Natural-language object grounding data:

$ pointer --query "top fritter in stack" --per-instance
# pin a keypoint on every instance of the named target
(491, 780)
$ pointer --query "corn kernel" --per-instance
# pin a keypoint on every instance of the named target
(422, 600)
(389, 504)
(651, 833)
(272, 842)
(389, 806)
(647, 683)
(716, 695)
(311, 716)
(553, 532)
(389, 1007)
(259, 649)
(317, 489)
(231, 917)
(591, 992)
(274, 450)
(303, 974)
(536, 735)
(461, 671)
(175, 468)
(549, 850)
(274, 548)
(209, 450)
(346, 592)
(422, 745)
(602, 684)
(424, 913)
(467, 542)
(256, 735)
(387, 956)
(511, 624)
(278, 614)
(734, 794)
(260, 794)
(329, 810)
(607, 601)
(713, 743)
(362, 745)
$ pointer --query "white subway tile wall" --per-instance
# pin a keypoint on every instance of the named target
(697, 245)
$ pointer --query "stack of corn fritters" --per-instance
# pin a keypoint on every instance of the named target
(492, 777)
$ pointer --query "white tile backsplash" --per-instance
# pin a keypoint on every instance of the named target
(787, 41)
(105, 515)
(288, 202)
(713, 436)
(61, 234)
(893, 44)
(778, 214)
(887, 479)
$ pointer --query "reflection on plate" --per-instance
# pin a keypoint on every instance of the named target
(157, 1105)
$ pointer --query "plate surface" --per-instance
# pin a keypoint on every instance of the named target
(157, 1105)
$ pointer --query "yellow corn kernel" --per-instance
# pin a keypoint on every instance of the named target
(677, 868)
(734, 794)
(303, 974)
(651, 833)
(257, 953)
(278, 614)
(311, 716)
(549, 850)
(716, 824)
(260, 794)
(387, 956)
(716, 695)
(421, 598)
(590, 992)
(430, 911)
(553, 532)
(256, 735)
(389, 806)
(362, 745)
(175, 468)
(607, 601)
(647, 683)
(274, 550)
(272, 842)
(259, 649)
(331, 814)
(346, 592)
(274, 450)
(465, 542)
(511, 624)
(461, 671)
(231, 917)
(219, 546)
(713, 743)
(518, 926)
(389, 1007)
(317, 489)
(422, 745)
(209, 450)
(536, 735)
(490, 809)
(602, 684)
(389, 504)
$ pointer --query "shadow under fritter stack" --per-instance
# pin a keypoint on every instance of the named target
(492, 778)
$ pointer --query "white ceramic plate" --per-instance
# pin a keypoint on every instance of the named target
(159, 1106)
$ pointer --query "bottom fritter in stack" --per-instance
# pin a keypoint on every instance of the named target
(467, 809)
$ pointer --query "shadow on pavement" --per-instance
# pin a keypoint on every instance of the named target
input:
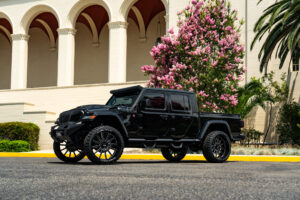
(122, 162)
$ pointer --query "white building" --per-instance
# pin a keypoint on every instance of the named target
(58, 54)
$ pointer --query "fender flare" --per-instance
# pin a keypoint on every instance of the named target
(212, 122)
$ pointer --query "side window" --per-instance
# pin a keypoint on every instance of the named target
(154, 101)
(180, 102)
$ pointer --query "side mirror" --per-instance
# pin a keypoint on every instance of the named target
(124, 109)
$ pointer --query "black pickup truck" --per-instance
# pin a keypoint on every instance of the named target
(144, 118)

What to produce: Show every line from the entries above in which the word "corn" appears.

Written solution:
$ pointer --query "corn kernel" --per-instance
$ pointer --query "stack of corn fritters" --per-instance
$ pointer --query "yellow corn kernel" --per-instance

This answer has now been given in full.